**WHAT YOU SHOULD DO**.
All of the data should be reproduced word for word, though its pictures must be omitted.

════

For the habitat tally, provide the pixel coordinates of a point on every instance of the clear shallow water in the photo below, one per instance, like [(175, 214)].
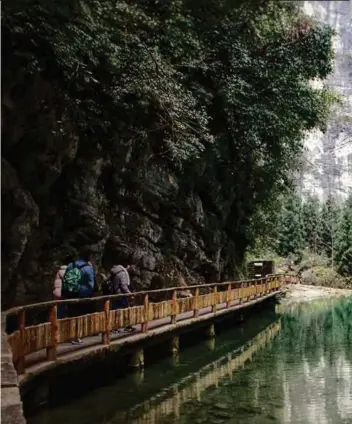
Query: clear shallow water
[(293, 367)]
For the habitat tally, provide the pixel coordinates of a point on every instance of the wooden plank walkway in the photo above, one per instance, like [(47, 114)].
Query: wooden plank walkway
[(37, 362), (39, 347)]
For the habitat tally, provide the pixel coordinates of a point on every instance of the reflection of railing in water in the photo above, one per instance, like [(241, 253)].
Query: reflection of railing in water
[(27, 339), (192, 386)]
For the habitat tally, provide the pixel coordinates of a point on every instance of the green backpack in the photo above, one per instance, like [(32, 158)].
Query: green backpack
[(71, 283)]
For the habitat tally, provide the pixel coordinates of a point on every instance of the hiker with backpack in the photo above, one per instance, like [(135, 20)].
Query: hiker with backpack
[(79, 281), (57, 292), (119, 283)]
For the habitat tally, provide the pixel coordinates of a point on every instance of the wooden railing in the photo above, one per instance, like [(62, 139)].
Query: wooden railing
[(26, 339)]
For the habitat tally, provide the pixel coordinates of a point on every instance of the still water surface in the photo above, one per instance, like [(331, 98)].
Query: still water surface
[(294, 366)]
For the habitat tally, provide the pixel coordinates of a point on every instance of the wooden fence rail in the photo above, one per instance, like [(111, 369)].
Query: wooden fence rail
[(47, 335)]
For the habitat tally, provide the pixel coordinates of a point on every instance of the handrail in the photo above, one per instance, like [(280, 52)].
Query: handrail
[(48, 334), (42, 305)]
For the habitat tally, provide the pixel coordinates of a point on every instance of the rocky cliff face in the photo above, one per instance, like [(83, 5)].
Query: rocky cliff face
[(58, 197), (328, 162)]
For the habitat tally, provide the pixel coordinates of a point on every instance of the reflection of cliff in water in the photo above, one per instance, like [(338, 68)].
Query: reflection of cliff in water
[(167, 383), (192, 387)]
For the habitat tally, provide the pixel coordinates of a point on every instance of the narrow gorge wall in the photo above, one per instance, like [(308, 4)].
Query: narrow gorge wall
[(60, 193), (328, 161)]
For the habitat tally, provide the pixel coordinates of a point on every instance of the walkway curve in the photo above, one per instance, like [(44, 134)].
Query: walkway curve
[(38, 348)]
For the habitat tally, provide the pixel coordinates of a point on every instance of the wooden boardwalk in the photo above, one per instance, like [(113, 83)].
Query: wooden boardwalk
[(41, 347)]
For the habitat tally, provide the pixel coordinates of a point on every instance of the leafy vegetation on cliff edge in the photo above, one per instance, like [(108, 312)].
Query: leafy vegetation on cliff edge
[(217, 92)]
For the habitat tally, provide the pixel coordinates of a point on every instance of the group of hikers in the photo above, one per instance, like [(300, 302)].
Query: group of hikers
[(79, 280)]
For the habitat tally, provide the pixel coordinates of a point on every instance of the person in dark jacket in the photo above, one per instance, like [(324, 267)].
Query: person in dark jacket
[(121, 284), (87, 285)]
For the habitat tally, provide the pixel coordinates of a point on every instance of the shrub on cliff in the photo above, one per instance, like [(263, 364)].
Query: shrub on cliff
[(218, 92)]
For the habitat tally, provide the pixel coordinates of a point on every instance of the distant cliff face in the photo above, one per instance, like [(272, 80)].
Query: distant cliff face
[(328, 162)]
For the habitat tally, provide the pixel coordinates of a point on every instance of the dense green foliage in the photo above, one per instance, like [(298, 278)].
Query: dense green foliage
[(323, 229), (344, 240), (289, 229), (219, 93)]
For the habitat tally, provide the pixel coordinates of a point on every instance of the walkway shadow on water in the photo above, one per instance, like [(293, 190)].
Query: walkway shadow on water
[(160, 391)]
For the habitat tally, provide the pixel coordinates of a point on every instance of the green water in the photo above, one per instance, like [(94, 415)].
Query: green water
[(291, 367)]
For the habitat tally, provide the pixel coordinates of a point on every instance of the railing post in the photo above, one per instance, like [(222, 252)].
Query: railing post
[(106, 334), (146, 313), (195, 304), (174, 307), (213, 307), (228, 300), (51, 351), (21, 362)]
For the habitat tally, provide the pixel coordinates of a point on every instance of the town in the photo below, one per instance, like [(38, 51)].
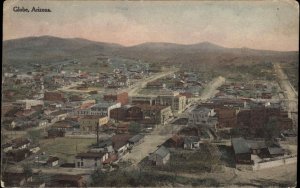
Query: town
[(149, 93), (68, 127)]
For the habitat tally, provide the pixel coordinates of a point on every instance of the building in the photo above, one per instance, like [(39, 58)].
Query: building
[(174, 142), (259, 116), (27, 104), (120, 143), (90, 159), (127, 113), (100, 109), (89, 123), (57, 116), (241, 150), (227, 117), (53, 133), (121, 97), (200, 116), (173, 99), (52, 161), (53, 96), (158, 114), (11, 179), (160, 157), (147, 100), (137, 139), (191, 142), (64, 180)]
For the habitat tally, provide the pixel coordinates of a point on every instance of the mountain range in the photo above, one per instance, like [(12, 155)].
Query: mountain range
[(47, 49)]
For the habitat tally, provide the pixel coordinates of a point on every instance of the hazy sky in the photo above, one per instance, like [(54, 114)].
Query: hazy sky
[(272, 25)]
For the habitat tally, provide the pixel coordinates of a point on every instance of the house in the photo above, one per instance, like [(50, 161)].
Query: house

════

**ANSWER TO THIS PROBLEM**.
For the habitat tally, provide the pixel coordinates of a point on every instance of the clear shallow water in the photo below, one per instance, like [(175, 214)].
Query: clear shallow water
[(293, 367)]
For the habitat tally, provide the pixel coordinates of a point on every instance of the wooden plank walkway in the photo above, one per instance, like [(47, 114)].
Query: wooden plank walkway
[(37, 362), (39, 347)]
For the habitat tally, provide the pixel coordinates of a point on every instance of the reflection of railing in water in the photo above, one per instance, like [(241, 253)].
Query: reflection of railing in water
[(27, 339), (192, 386)]
For the habitat tally, provide the pixel coordinates of a point on every instance of the green backpack in the photo above, one per instance, like [(32, 158)].
Query: green backpack
[(71, 283)]
For the habitat tally, provide the pixel coordinates of a point on every instance of the hiker with backpack in the photo above, one per instance, like [(135, 20)].
Query: hiker with backpack
[(79, 281), (57, 292), (119, 283)]
For the habitat tally, provide the pixel coordinates of a point on every instance of the wooden railing in the photo above, one per instance, like [(62, 139)].
Query: wooden railing
[(26, 339)]
For the habitat tally, provide the pixel coordinates of a point on every instance of the still water surface in the photo above, one per instance, like [(331, 98)].
Query: still water surface
[(294, 366)]
For the habitat tally, provide the pixel coordinates of a point on every instance of the wooden fence rail in the photo above, one per instance, like [(111, 369)].
Query: wooden fence rail
[(47, 335)]
For the habitat tally, provide the pixel coordinates of a point on every instance of the handrail in the photo above, one per instance, like [(280, 52)].
Query: handrail
[(48, 334), (42, 305)]
For the habitat tally, provide the pixel coordinates of a point on every instance of the rocky cliff face in the photo above, one per instance, like [(83, 5)].
Query: rocky cliff face
[(58, 197), (328, 162)]
For the habitat tally, provide the pixel coordinates of a point on every instance of the reflection of cliff in water in the photo above, one per instance, like [(338, 68)].
Query: reflection of cliff in water
[(167, 383), (192, 387)]
For the habitat tally, provide the pixel coordinates of a point on every instance of the narrow gorge wall in the photo above, one per instance, like [(308, 4)].
Query: narrow gorge wall
[(60, 193), (328, 161)]
For the habitat tally, provide the pixel coordinates of a point on every instance of the walkway curve in the photo above, one per instance, like [(44, 134)].
Query: walkway curve
[(38, 348)]
For the habitat tally, provide the pixel coordinates of a point on every instance of the wooden boardwalk in the photo above, one per instance, like [(113, 83)].
Query: wooden boardwalk
[(41, 347)]
For the habitat tally, provide the pixel coordinates of a point on every instance of the leafy vegetation on cliff edge in the photo above, one per instance, like [(108, 312)].
Query: leafy vegetation on cliff edge
[(217, 92)]
For the habitat tally, provide the pixel coordinates of a point on every instance of the group of hikers in the photo above, one per instance, like [(300, 302)].
Query: group of hikers
[(79, 280)]
For the habitat tally, provide the pixel coordinates of a point on every instance of the person in dark jacket in the photo above, one per instance, like [(324, 267)].
Query: person in dark jacket
[(121, 284), (87, 285)]
For the habitat tally, provide the pixel coordinates of a point on every instance of the shrub on cliff in the photo above, one per instance, like [(263, 364)].
Query: shrub on cliff
[(218, 92)]
For the habitat tally, provide the pixel coordinates of a point on every instance of the distant cliff face in the photo above, one per instance, like [(272, 80)].
Query: distant cliff face
[(328, 162)]
For the habitat tally, provide the pixel coordinates of a point on every instance of the dense green foliage in the photo above, one per instance, like [(298, 278)].
Query: dense green foliage
[(323, 229), (344, 240), (289, 229), (219, 93)]
For the habitat tally, provide the pixel coordinates of a point on every instance of the walkway shadow on water in the photo above, one per instance, like [(293, 190)].
Query: walkway shadow on water
[(160, 391)]
For the habitat tally, provide the pixel coordinates of a point on every instance of the green water in the photo above, one per instance, like [(94, 415)].
Query: green water
[(291, 367)]
For the habitat tally, provide the pixel coordinates of a point on every instance of the railing post in the photo above, one per instance, like [(222, 252)].
Query: railing post
[(106, 334), (146, 313), (195, 304), (174, 307), (213, 307), (228, 300), (51, 351), (21, 362)]
For the habitat tally, provide the pixel coordinates of a point on every instance of the town in the photo below, one per instance, like [(38, 51)].
Query: town
[(149, 93), (68, 127)]
For the habitat tally, provide the pixel coordinates of a point on every instance of the building in the photo above, one per instance, like [(39, 58)].
Query: building
[(174, 142), (259, 116), (27, 104), (120, 143), (90, 159), (127, 113), (100, 109), (89, 123), (57, 116), (241, 150), (227, 117), (53, 133), (121, 97), (200, 116), (173, 99), (52, 161), (53, 96), (158, 114), (11, 179), (160, 157), (147, 100), (137, 139), (191, 142), (64, 180)]
For the habitat tally, provide the pixel coordinates of a point on every instance of the mountain range in the photo above, one per instance, like [(12, 155)].
Query: mountain range
[(47, 49)]
For the habitat tally, provide the pixel coordinates of a point on every instance of the hazy sky in the photo above, one per instance, like [(54, 114)].
Query: hazy sky
[(272, 25)]
For the habitat tally, provide the pixel coordinates of a point on every instance of the house in the photo above, one per instance, like [(50, 161)].
Query: house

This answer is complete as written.